(Natural-language object grounding data)
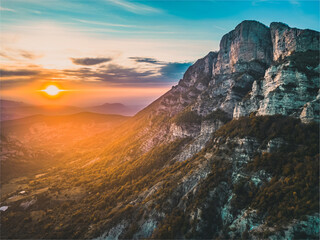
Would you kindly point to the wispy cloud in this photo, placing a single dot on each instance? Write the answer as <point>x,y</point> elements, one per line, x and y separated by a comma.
<point>135,7</point>
<point>18,73</point>
<point>89,61</point>
<point>7,9</point>
<point>146,60</point>
<point>107,24</point>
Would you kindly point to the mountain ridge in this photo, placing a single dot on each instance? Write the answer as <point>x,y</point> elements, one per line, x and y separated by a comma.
<point>230,152</point>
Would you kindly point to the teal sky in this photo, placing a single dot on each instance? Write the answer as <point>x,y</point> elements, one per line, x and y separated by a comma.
<point>124,44</point>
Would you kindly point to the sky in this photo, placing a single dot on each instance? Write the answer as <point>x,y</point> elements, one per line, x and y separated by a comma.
<point>119,50</point>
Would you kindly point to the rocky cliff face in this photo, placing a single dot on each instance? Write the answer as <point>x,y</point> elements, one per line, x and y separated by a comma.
<point>222,155</point>
<point>257,69</point>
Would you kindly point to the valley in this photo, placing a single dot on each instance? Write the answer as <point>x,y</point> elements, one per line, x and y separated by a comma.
<point>230,152</point>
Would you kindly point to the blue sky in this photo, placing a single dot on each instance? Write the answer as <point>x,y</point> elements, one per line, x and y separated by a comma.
<point>56,39</point>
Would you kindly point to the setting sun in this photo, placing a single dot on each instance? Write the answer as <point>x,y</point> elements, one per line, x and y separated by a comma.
<point>52,90</point>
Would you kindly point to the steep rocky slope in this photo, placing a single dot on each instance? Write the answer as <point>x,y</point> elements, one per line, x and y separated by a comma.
<point>211,158</point>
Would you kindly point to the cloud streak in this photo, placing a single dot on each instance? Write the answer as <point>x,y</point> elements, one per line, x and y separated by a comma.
<point>89,61</point>
<point>135,7</point>
<point>18,73</point>
<point>7,9</point>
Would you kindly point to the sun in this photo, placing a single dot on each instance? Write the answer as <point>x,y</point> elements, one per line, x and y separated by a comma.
<point>52,90</point>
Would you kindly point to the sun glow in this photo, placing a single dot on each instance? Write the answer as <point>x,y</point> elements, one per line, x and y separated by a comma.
<point>52,90</point>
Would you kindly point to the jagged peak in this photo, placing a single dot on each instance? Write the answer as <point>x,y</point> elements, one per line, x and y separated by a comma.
<point>248,23</point>
<point>279,25</point>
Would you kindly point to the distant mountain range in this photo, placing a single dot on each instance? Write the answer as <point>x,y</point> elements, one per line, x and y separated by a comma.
<point>14,110</point>
<point>230,152</point>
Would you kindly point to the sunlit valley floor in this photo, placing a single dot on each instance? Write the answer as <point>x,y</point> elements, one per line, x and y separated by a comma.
<point>230,152</point>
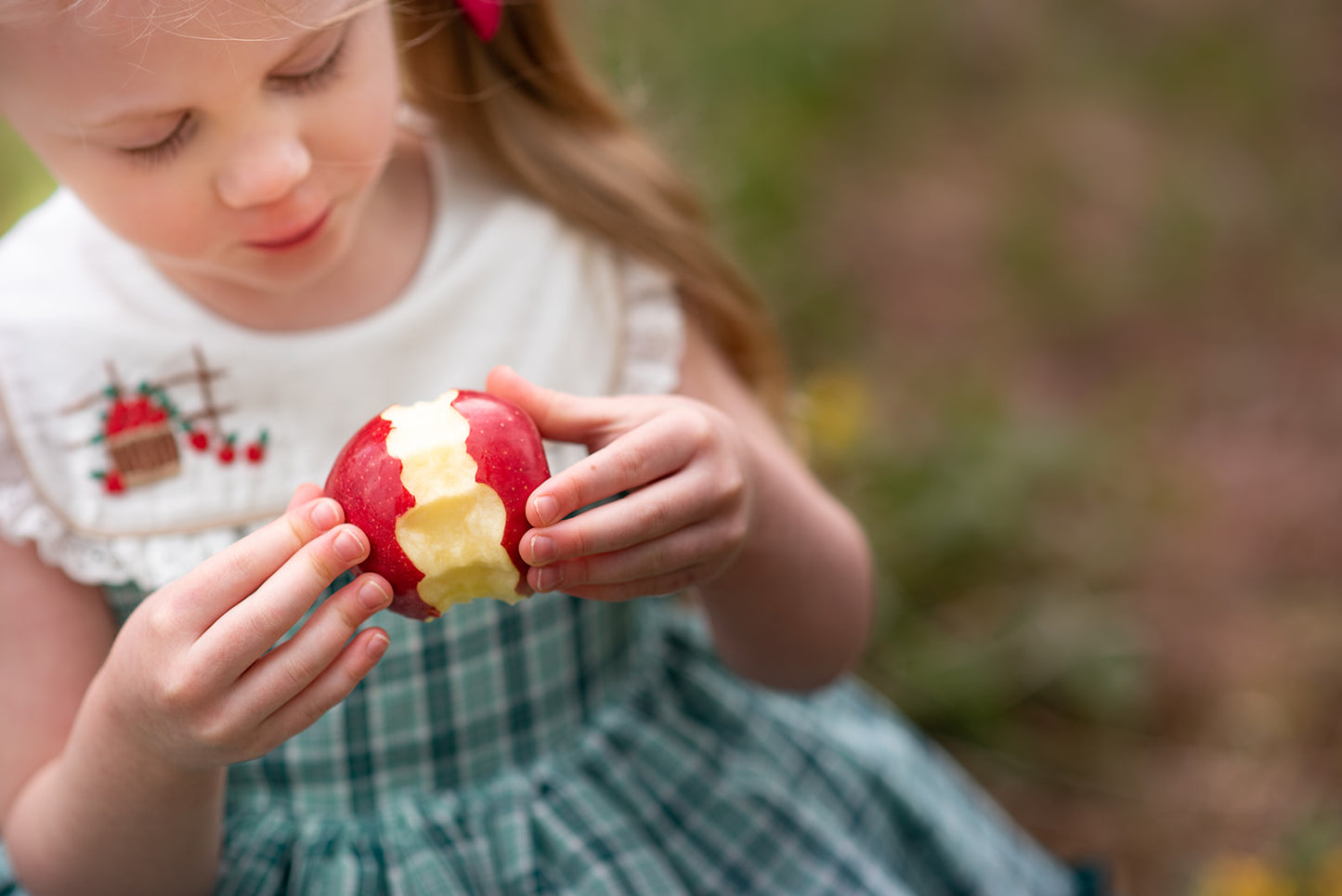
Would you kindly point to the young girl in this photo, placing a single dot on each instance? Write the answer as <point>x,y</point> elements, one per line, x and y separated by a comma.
<point>275,219</point>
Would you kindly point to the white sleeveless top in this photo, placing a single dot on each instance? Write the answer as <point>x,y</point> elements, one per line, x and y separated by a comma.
<point>140,432</point>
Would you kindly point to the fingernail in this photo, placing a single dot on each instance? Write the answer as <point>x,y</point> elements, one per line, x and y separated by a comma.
<point>347,548</point>
<point>546,509</point>
<point>325,514</point>
<point>377,645</point>
<point>542,551</point>
<point>373,596</point>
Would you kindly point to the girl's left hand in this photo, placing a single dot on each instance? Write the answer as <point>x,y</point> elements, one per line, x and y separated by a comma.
<point>684,474</point>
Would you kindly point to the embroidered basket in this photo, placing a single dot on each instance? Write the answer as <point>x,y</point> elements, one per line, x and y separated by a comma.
<point>145,454</point>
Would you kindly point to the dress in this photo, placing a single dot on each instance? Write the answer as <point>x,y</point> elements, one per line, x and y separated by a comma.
<point>560,745</point>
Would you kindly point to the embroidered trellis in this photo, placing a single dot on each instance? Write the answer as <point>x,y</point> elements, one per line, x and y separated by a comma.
<point>141,425</point>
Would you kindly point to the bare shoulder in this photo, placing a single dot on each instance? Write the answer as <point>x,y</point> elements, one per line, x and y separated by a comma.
<point>54,635</point>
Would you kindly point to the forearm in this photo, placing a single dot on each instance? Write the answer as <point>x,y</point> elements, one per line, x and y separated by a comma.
<point>793,611</point>
<point>101,820</point>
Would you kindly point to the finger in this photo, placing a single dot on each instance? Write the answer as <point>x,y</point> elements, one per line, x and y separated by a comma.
<point>254,625</point>
<point>305,492</point>
<point>658,448</point>
<point>697,546</point>
<point>558,415</point>
<point>650,513</point>
<point>286,671</point>
<point>334,683</point>
<point>210,591</point>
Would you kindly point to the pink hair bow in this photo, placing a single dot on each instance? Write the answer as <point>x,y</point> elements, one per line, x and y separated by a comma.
<point>483,15</point>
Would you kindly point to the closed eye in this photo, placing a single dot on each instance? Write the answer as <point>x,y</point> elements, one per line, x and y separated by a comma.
<point>314,78</point>
<point>165,148</point>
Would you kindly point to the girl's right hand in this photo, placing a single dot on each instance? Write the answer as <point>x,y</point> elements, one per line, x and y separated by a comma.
<point>195,678</point>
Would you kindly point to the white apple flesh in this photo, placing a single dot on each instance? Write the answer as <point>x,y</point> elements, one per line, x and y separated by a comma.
<point>440,490</point>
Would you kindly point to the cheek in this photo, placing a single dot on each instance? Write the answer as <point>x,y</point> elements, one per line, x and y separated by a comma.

• [Your goal] Without any of its images, the data above should be returned exactly.

• [Task answer]
Would you kindly point to the wispy cloud in this photo, placing a single dot on each instance? Write the answer as <point>x,y</point> elements, one per line, x and y separated by a comma.
<point>135,7</point>
<point>18,73</point>
<point>89,61</point>
<point>7,9</point>
<point>146,60</point>
<point>107,24</point>
Would you kindly point to the mountain ridge in this photo, placing a single dot on each instance? Write the answer as <point>x,y</point> elements, one per line, x and y separated by a comma.
<point>230,152</point>
Would you kindly point to the teal sky in this photo, placing a single dot on each instance? Write the answer as <point>x,y</point> elements, one per line, x and y separated by a comma.
<point>124,44</point>
Would you kindly point to the sky in this photo, placing a single dot on each instance? Write the answer as <point>x,y</point> elements, one per line, x and y separated by a comma.
<point>119,50</point>
Would you kindly point to the rocky cliff face in this photo, placing a single dot on each instance? Write the answer as <point>x,y</point> elements, one per line, x and y separated by a comma.
<point>222,155</point>
<point>257,69</point>
Would you kindly point to the valley in this photo, placing a single dot on each instance? Write the answer as <point>x,y</point> elements, one per line, x and y separated by a comma.
<point>230,152</point>
Would you kindly point to the blue sky in this photo, placing a single dot on each instance? Write the answer as <point>x,y</point> elements, one per line, x and y separated by a comma.
<point>56,39</point>
Would you kindly point to the setting sun in this photo, placing a single dot on each instance? Write the answer as <point>x,y</point> elements, one per line, x and y separated by a comma.
<point>52,90</point>
Would you kindly point to the steep rocky slope in this photo, placing a single dot on each instance? Write the answer as <point>x,y</point> elements, one per line, x and y separated by a comma.
<point>211,158</point>
Would you kindly point to the cloud streak in this photo, placing a single dot on each instance? Write the answer as <point>x,y</point> elements, one per line, x and y separated by a comma.
<point>89,61</point>
<point>135,7</point>
<point>18,73</point>
<point>7,9</point>
Would you kindly point to the sun in this photo, placing a single dot on each instance? Write the answer as <point>x,y</point> elements, one per line, x and y separated by a comma.
<point>52,90</point>
Would you kindly point to the sun glow in this photo, placing a single dot on each instance? Write the answer as <point>x,y</point> elements, one per line, x and y separated by a comma.
<point>52,90</point>
Would you kindly point to the jagged peak in this photo, placing a single dot on each instance? Write the answer as <point>x,y</point> elements, one per line, x and y separated by a comma.
<point>248,23</point>
<point>279,25</point>
Would you kindly point to the distant mountain range in this photo, placing a single dot on each instance? Write the answer as <point>x,y</point> elements, one per line, x and y separated by a comma.
<point>14,110</point>
<point>230,152</point>
Would you kindly point to the sunlit valley floor in this photo, placing a single dot on each instance? Write the answer as <point>x,y</point> elements, one per line, x and y separated by a comma.
<point>230,152</point>
Would you kindly point to the young girl in this photo, placing a single dot on each instance? Write the answer as <point>x,y</point> elements, one per line, x and y separated by a comma.
<point>275,219</point>
Would you kindly point to the white sleeveless top in this photo, placing a single dot on each instance? Write the answer as <point>x,y</point> elements, one per line, x and y separated by a comma.
<point>140,432</point>
Would you kindly point to the fingernail in this photo, placing a single dot on each instance? Write the answer as <point>x,y</point> elements, one per line, x and y separated by a comma.
<point>347,548</point>
<point>546,509</point>
<point>325,514</point>
<point>377,645</point>
<point>542,551</point>
<point>373,596</point>
Would you kindly point to the girl's left hand in this photo, placing a single dot on each instance? Write the answer as <point>x,y</point> elements, one per line, x and y separated by a comma.
<point>684,474</point>
Would you kindly point to the embroidered basket in this photo, placing a single dot on each instance? Write the answer as <point>x,y</point> elements, one per line, x and y separated by a comma.
<point>145,454</point>
Would you kindly point to the dress in this photo, placing a single dot on each instance? Write the answer as <point>x,y</point> elements, one per line, x and y separated by a comma.
<point>560,745</point>
Would you kindly point to the embroidered trellis in this photo, placing a single dot on each instance? Write the answer as <point>x,y</point> elements, one per line, x and y separated by a comma.
<point>141,425</point>
Would you kindly point to the bare shoulder in this photo, placing a single dot on each instance? Write the answer as <point>x,y</point> elements, one per line, x and y separated by a comma.
<point>54,635</point>
Would you kindly point to the forearm in this photo, placing a single dot on each instance? Write the answer as <point>x,y</point> elements, one per line, x and y separated by a comma.
<point>793,611</point>
<point>101,820</point>
Would you kindly point to the finger in this photo, placing a single dot on each instance? Write the answer as <point>x,y</point> elements, one per line, x and y separated by a comma.
<point>254,625</point>
<point>305,492</point>
<point>658,448</point>
<point>697,546</point>
<point>558,415</point>
<point>650,513</point>
<point>286,671</point>
<point>334,683</point>
<point>210,591</point>
Would you kindly point to the pink hair bow in this photo, placing a single dot on each instance? Write the answer as <point>x,y</point> elements, one per line, x and y separated by a comma.
<point>483,15</point>
Would you kindly point to the closed eye in this photo, placing a single dot on each instance? Write the answer as <point>x,y</point> elements, one per line, x and y separated by a comma.
<point>314,78</point>
<point>165,148</point>
Would you kindly point to the girl's right hand in this photo, placing a single dot on each instance? Write the answer as <point>x,y</point> elements, one per line, x and y separated by a comma.
<point>195,678</point>
Would you kindly point to the white apple flesh in this photo, placing a single dot on each instance? Write the answer as <point>x,y</point> elements, one per line, x and y separated by a comma.
<point>440,490</point>
Would you kindly point to the cheek in this photo, placing a single dot on each instance? Write the answer as <point>x,y</point> elements, one per line, x and y separated by a comma.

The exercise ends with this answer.